** Your tasks **
• a. Summarize in two sentences the post on information loss and determination that appears before the material.
• b. According to the post on information loss and determination, in which base does Church work?
• c. Extend the post on information loss and determination past its final sentence, keeping the same line of argument.

***** Excerpt

> On 11 Mar 2019, at 03:16, [email protected] wrote:
> 
> They say if information is lost, determination is toast.

That is not correct. If information is lost, reversibility is toast, but 
determination can be conserved.

Typically the Kestrek bird K is irreversible, as it eliminates information Kxy 
= x. From KSI you get S, but from S, even knowing it comes from the application 
of K, you cannot retrieve I. Similarly with addition and multiplication in 
arithmetic. From 18 you can’t guess it cames from 7 and 11. Erasing information 
is common.

Some does not tolerate that, so Church works in the base {I, B, W, C}, where I 
is [x]x, B is [x][y][z] x(yz), etc. 

That base is not combinatorial complete, but is still Turing complete, 
illustrating that we can do computation without eliminating any information. 
(None of I, B, C and X eliminates information)

But the quantum eliminates even the combinator W (Wxy = xyy), or the lamda 
expression [x][y]. xyy. That is, we cannot eliminate information, but we cannot 
duplicate it either!

**********
***** Items

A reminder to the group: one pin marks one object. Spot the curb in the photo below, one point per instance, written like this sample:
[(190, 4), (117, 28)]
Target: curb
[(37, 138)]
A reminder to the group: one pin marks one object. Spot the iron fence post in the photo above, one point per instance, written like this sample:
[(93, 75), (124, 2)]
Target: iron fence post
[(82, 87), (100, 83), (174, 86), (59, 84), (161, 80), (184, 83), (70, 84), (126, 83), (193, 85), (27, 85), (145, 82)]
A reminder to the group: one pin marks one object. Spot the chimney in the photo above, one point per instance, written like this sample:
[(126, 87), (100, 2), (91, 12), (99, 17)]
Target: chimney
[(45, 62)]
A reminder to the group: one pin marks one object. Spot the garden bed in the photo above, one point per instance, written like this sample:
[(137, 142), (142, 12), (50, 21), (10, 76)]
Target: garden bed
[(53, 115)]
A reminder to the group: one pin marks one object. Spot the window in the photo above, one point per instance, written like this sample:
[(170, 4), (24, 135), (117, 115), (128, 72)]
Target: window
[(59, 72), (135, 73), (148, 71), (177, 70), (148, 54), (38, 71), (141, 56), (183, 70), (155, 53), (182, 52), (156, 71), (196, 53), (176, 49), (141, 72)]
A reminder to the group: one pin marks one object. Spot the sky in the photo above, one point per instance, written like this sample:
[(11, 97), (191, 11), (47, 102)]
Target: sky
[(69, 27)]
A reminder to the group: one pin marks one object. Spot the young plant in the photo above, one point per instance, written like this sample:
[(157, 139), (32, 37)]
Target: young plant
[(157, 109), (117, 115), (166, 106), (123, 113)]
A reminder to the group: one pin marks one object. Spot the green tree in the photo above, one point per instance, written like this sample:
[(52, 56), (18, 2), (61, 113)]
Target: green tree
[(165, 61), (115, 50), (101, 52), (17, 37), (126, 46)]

**********

** Task-by-task results **
• a. The post argues that losing information destroys reversibility but not determination, and it points out that the combinator K and ordinary addition and multiplication both erase information. It then notes that Church works in the base {I, B, W, C}, which is Turing complete without eliminating information, while the quantum also rules out W, so information can be neither eliminated nor duplicated.

• b. Church works in the base {I, B, W, C}.

• c.
Now, the problem is that the BCI combinator algebra are not Turing-complete. It 
is the core of the physical reality, and Turing universality needs the addition 
of modal “combinators”.




> But doesn't QM inherently affirm information loss? I mean, although, say, the 
> SWE can be run backward in time to reconstruct any wf it describes, we can 
> never reconstruct or play backward Born's rule, in the sense of knowing what 
> original particular state gave a particular outcome. That is, there is no 
> rule in QM to predict a particular outcome, so how can we expect, that given 
> some outcome, we can know from whence it arose? AG


You can run backward by discarding information. Born rule, or the projection 
inherent in the measurement discard information, when you abandon the collapse 
postulate. That is why “fusing” histories can be done by relative amnesia, and 
also that is how Church emulate “local kestrels” capable to “apparently 
eliminate information”, but only with selected objects, like the numbers. K n m 
= n 

A quantum computer (essentially irreversible during the processing) is Turing 
complete, and so can simulate all classical computers discarding information 
all the times, but in the details, everything is locally determinist and 
reversible.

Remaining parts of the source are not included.